■ TEXTE RETENU
------------------------------------

La méditation de Shiva (śivamudrā, śāṃbhavī, bhairavīya, etc.) est la principale pratique de méditation dans la tradition du tantra traditionnel. Cela est vrai en particulier dans le tantra ésotérique, le Kula-dharma révélé aux humains par le légendaire Matsyendra. Cette pratique est si importante qu'on la retrouve dans le tantra bouddhiste, et jusque dans sa tradition réputée la plus puissante et profonde, le dzogchen.
J'ai déjà publié plusieurs articles sur ce sujet, mais surtout un manuel et une anthologie qui offre de nombreux extraits décrivant cette pratique considérée comme "secrète" et pourtant essentielle. J'y renvoie les lecteurs qui voudraient davantage de détails concrets.
Or, voici un petit texte trouvé dans la Government Oriental Library of Madras, centré sur cette pratique. Intitulé le Clair de lune (Candrāvalokana), il se présente comme un dialogue entre Shiva et Matsyendra (source).
Le début intègre quatre versets que l'on retrouve au Cachemire attribués à Abhinavagupta, sous le titre d'Offrande de l'expérience (Anubhavanivedana). Ensuite, la théorie de la méditation de Shiva est décrite, le lien entre souffle, regard et attention. Puis, dans un passage malheureusement corrompu, Shiva évoque le déploiement visionnaire qui découle de cette pratique quand on médite "face" à un ciel limpide, etc. Enfin, une brève description des chakras permet de situer ce texte dans la tradition de Kujikā, où dans celle dite "śāṃbhava", qui semble bien avoir joué un rôle important dans la formation du hatha yoga tel que nous le connaissons.
Voici la première moitié de ce texte extraordinaire, sachant qu'il est très corrompu :
Le Grand Seigneur dit :
La cible est à l'intérieur,
le regard vers l'extérieur,
sans ouvrir ni fermer les yeux :
telle est cette 'Expression de Shiva'
cachée dans tous les tantras.

------------------------------------

■ Éléments d'un jeu de données
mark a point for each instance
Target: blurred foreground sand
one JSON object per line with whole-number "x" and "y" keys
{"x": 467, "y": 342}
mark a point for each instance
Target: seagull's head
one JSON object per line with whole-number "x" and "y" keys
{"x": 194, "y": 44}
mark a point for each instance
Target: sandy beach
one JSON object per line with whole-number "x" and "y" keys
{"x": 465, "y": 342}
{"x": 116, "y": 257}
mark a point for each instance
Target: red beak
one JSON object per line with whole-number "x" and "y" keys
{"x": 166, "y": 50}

------------------------------------

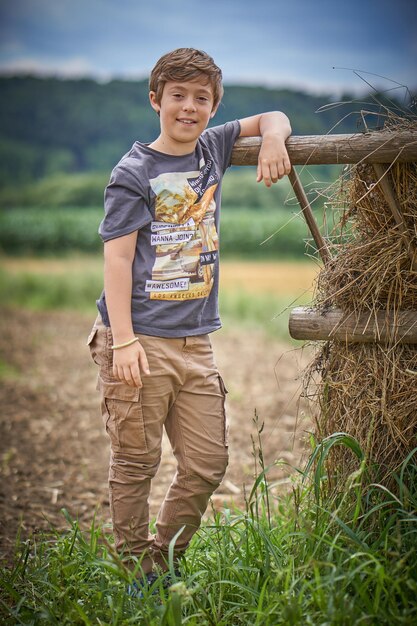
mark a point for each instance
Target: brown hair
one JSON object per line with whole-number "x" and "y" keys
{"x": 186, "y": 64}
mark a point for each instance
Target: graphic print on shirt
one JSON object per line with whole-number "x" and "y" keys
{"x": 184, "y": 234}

------------------------------------

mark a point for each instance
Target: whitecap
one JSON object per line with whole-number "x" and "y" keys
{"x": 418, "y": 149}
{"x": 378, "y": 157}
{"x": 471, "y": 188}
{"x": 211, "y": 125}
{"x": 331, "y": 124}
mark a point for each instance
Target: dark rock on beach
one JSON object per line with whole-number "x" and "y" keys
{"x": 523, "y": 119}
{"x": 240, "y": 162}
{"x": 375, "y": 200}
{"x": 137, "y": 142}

------------------------------------

■ EXERCICES À FAIRE
- 1) Dans la première phrase du texte sur la méditation de Shiva, relevez les noms sanskrits indiqués entre parenthèses pour cette méditation.
- 2) Repérez dans la liste chaque ligne contenant la chaîne "Target", en tenant compte de la casse, et recopiez-les.

■ RÉPONSES PAR EXERCICE
- 1) śivamudrā, śāṃbhavī, bhairavīya

- 2)
Target: blurred foreground sand
Target: seagull's head
Target: sandy beach
Target: red beak
Target: brown hair
Target: graphic print on shirt
Target: whitecap
Target: dark rock on beach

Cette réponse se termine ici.